Selected extract
****************************************
Emerging from a mist of grey paint, the spectral vision of a male head appears in Alberto Giacometti’s arresting Tête d’homme, painted circa 1951. Formed from a web of dynamic, instinctively rendered lines, the figure’s gaze bores out of the picture plane with a power that belies the small scale of the painting; the eyes – the central component of Giacometti’s work at this time – appearing as deep hollows that captivate and compel the viewer. This painting dates from a pivotal and productive moment in Giacometti’s career. At the beginning of the 1950s, Giacometti felt that he had taken the attenuated, extended figures that he had begun at the end of the previous decade as far as he could. Seeking a more realistic conception of space and mass, he returned to life and to the study of the model, which resulted in a resurgence of paintings and drawings, as well as sculpture, as portraiture came to the fore.

It has been suggested that the identity of the sitter in Tête d’homme is Diego Giacometti, the artist’s younger brother. It was David Sylvester who noted the resemblance of the figure to Diego. In a letter he wrote to Leslie Waddington, from whom Jeremy Lancaster acquired the painting, he wrote, ‘What I tried to say about Diego was that I am sure it is one of the many portraits of him. That circumflex eyebrow of his, which is often very clearly depicted, is present here deeply buried in the paint’ (D. Sylvester, letter to Leslie Waddington, 1 April 1998).

Diego was Giacometti’s most important and enduring model. The subject of Alberto’s very first sculpture and his greatest confidant and constant companion, Diego became for Giacometti more than simply a model whose physiognomy he translated into visual form. His appearance and presence were so ingrained into the artist’s psyche that he became an intrinsic part of his vision, and more than this, an extension of himself. As Giacometti described, Diego was, ‘the one I know best’, or as Yves Bonnefoy has written, ‘In the presence of someone who is, as it were, his double, Giacometti more than ever is witness to the mystery of existence, like Hamlet thinking of Yorick, in front of a skull in the dust’ (Y. Bonnefoy, Alberto Giacometti: A Biography of his Work, trans. J. Stewart, Paris, 1991, p. 432).
****************************************
(Saved data entries)
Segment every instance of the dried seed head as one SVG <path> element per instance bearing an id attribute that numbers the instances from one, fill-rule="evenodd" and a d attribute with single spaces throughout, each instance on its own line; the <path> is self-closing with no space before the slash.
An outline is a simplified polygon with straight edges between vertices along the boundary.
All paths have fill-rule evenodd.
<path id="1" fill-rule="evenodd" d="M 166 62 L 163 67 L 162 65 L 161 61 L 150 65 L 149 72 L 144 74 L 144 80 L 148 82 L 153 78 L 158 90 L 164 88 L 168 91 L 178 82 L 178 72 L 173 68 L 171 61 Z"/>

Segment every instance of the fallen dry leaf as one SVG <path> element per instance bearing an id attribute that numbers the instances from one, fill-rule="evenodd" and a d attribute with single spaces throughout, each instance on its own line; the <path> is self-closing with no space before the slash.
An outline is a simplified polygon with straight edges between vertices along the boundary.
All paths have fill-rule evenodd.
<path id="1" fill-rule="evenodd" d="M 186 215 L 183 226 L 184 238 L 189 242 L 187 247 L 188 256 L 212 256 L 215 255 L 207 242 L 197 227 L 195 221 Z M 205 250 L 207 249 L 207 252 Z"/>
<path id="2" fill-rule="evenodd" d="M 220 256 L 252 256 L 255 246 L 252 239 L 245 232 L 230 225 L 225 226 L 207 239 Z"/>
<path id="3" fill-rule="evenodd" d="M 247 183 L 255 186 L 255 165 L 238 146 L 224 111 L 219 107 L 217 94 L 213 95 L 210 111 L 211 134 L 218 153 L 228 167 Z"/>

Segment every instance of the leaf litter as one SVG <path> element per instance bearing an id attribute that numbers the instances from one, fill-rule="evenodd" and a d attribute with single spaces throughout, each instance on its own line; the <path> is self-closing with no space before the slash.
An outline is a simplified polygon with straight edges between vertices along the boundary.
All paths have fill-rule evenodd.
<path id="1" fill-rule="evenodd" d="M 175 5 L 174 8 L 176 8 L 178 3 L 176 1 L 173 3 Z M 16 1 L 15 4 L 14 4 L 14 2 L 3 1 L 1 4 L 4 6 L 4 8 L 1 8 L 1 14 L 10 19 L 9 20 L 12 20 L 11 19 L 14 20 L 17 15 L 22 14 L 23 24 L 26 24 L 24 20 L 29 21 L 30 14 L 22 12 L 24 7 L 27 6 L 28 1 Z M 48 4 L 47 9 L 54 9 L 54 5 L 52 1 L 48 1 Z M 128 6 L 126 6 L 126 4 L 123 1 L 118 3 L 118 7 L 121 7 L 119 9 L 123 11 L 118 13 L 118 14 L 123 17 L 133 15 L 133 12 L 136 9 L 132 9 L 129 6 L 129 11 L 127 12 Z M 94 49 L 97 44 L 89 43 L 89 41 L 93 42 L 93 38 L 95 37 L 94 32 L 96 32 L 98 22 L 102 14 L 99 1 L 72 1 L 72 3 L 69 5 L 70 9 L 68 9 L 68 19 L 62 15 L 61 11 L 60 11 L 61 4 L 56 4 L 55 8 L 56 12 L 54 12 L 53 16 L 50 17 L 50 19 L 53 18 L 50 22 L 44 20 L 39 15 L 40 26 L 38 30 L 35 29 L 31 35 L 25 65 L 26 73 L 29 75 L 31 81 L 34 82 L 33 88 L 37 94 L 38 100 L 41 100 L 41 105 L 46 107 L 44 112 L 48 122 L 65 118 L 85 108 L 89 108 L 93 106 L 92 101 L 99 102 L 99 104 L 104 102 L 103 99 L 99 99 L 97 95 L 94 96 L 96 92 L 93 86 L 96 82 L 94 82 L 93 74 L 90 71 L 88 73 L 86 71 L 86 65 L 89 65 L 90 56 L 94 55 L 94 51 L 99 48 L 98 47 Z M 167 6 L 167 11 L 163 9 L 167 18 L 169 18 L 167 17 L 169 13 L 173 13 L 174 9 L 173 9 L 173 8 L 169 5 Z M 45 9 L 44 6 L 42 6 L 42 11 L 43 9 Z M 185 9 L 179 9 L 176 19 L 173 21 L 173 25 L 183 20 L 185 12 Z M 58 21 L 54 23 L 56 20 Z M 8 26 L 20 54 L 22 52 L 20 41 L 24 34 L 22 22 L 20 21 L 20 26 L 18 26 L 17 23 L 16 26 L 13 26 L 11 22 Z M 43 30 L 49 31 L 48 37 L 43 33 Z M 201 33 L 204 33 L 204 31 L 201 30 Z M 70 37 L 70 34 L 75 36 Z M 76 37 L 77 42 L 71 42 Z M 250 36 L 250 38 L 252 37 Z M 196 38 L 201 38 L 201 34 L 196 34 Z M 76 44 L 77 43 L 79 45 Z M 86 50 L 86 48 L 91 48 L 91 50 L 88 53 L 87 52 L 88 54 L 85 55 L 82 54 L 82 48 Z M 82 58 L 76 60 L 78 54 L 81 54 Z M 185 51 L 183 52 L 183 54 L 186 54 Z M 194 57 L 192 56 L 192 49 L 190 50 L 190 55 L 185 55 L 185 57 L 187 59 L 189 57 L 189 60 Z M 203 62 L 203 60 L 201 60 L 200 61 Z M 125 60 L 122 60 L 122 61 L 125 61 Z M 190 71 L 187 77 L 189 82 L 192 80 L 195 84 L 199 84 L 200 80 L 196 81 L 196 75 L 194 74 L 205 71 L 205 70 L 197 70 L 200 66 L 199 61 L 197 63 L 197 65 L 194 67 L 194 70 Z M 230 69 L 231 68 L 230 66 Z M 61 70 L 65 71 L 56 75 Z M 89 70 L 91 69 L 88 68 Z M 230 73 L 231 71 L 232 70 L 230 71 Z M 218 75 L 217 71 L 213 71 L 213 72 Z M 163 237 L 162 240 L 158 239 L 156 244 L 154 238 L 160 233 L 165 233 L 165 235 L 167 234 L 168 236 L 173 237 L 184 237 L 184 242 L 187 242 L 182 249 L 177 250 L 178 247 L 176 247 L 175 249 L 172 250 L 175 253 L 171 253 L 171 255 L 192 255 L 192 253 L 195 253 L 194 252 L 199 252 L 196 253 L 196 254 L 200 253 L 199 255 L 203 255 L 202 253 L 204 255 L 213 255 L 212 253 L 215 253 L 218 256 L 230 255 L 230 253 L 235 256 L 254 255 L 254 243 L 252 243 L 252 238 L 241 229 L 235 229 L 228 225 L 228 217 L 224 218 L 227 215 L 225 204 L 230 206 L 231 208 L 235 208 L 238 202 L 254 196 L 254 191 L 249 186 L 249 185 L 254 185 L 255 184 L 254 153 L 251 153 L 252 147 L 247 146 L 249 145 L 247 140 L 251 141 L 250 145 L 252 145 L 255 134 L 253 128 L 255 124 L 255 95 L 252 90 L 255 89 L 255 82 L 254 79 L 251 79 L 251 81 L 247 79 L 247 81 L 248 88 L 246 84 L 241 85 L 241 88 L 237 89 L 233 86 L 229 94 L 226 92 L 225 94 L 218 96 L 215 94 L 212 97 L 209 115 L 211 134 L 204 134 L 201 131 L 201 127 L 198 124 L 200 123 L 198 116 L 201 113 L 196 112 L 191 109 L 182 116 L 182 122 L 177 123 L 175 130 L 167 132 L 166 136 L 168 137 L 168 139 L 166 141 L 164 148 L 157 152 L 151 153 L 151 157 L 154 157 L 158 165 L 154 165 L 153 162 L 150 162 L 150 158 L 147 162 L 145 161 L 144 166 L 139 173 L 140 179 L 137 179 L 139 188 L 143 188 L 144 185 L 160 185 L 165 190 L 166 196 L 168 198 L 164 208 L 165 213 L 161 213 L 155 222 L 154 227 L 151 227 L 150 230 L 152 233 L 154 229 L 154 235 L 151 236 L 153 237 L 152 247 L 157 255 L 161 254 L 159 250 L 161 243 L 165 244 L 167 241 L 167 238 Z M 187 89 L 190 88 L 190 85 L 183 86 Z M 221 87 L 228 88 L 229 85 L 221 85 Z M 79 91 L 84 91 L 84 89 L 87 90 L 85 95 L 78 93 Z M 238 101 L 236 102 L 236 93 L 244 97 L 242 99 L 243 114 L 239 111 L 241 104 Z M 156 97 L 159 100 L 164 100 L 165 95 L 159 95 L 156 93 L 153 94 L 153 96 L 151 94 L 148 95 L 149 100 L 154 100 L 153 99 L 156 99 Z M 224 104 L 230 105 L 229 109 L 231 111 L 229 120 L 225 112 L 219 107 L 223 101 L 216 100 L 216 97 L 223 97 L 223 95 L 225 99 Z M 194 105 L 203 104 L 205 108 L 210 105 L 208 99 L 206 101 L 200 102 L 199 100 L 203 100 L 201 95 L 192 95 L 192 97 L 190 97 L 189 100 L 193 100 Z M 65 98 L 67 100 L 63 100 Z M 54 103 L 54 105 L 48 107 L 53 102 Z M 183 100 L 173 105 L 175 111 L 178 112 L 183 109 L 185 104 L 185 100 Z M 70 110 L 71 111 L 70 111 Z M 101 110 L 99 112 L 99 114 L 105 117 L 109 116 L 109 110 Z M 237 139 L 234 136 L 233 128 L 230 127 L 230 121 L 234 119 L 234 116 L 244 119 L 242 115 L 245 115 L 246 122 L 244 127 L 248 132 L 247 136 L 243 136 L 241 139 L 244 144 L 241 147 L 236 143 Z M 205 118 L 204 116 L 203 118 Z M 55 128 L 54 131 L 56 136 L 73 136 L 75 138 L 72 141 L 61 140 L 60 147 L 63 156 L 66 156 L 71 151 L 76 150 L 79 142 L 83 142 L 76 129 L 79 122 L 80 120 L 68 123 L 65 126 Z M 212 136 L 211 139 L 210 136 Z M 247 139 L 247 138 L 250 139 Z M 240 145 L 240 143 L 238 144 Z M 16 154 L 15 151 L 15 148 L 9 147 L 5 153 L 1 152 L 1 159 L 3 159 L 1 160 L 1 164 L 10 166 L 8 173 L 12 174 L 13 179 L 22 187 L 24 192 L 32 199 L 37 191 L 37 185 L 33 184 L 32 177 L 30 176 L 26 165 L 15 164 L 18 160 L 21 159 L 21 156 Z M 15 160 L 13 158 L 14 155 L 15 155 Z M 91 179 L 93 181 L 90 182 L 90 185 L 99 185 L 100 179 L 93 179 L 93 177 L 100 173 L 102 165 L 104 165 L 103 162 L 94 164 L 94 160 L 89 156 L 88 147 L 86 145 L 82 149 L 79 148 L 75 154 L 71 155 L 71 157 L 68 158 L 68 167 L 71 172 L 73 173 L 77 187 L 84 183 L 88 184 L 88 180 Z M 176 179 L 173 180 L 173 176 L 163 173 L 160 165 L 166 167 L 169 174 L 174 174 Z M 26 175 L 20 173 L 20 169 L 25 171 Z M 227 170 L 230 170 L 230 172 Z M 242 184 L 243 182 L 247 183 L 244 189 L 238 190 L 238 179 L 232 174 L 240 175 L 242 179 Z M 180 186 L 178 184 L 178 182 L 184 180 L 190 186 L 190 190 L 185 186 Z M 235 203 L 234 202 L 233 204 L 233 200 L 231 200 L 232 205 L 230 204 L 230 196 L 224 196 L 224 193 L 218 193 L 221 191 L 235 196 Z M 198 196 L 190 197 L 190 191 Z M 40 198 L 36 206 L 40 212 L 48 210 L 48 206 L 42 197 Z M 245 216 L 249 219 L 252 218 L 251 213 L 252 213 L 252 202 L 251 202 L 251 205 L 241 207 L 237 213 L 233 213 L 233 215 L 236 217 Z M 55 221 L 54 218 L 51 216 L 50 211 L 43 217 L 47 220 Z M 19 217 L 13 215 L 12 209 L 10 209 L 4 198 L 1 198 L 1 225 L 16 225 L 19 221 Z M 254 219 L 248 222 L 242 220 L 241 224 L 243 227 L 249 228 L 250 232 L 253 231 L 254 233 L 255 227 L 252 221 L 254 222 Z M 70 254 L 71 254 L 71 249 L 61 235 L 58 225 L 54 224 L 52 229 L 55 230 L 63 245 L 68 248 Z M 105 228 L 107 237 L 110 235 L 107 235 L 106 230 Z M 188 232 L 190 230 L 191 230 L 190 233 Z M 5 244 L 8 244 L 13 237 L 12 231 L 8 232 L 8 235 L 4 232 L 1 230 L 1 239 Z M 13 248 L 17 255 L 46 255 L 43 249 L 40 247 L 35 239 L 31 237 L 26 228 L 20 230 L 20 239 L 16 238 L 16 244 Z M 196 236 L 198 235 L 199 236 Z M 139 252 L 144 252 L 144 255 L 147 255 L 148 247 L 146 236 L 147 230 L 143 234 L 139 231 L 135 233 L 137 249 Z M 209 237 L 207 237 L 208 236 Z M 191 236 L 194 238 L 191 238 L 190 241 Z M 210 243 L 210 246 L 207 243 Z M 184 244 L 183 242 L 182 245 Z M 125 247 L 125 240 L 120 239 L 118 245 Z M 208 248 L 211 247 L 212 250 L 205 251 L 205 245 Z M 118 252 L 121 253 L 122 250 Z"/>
****************************************
What is required
Could you proceed with the passage on Giacometti's Tête d'homme, picking up right after its final sentence? You can ignore the listing; it plays no part here.

Result below
Giacometti’s artistic aim in both his sculpture and painting was essentially the same: to explore the relationship of a figure within space. As a result, the figures in the artist’s two-dimensional work are imbued with the same powerful physical presence as his sculptures, depicted with myriad layers of paint and line built up on the surface of the canvas. In the present work, the figure is surrounded by a halo of dense grey paint out of which it appears simultaneously to emerge and dissolve. ‘Forms and space “bleed” into each other’, Valerie Fletcher has written about paintings such as the present work, ‘denying to some extent the subject’s autonomy, solidity and permanence while simultaneously endowing “empty” space with an almost tangible presence. When the subjects of his paintings have a startling immediacy yet also remain elusive and ephemeral, Giacometti had achieved a successful pictorial equivalent for his perception of reality’ (V.J. Fletcher, ‘Giacometti’s Paintings’, Alberto Giacometti, 1901-1966, exh. cat., Royal Academy of Arts, London 1996, p. 29).